Problem to work on >> Please rewrite the records below as a two-column CSV with the headers "text" and "answer." Give each record one row, put each field in quotes, replace line breaks with spaces, and leave the pictures out.

[start of Listing]

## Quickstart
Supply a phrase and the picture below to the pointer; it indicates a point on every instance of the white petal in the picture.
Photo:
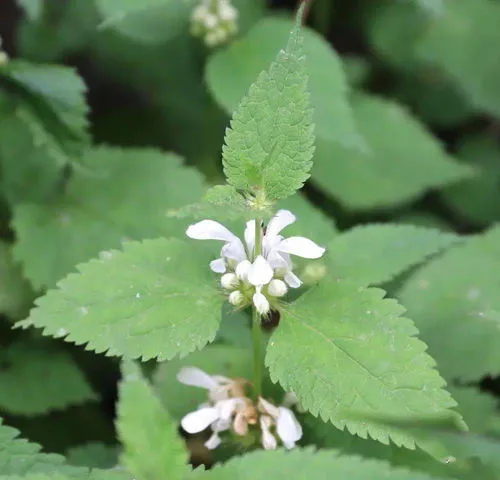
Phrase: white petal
(196, 378)
(250, 236)
(261, 303)
(268, 439)
(210, 230)
(302, 247)
(234, 250)
(292, 280)
(213, 442)
(287, 426)
(281, 220)
(197, 421)
(218, 266)
(268, 407)
(260, 273)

[end of Listing]

Solution >>
text,answer
"## Quickstart Supply a phrase and the picture below to the pointer; it indicates a point on every instance of the white petal in the picture. Photo: Phrase: white petal","(196, 378) (250, 236) (261, 303) (268, 439) (210, 230) (302, 247) (234, 250) (292, 280) (213, 442) (287, 426) (281, 220) (197, 421) (218, 266) (268, 407) (260, 273)"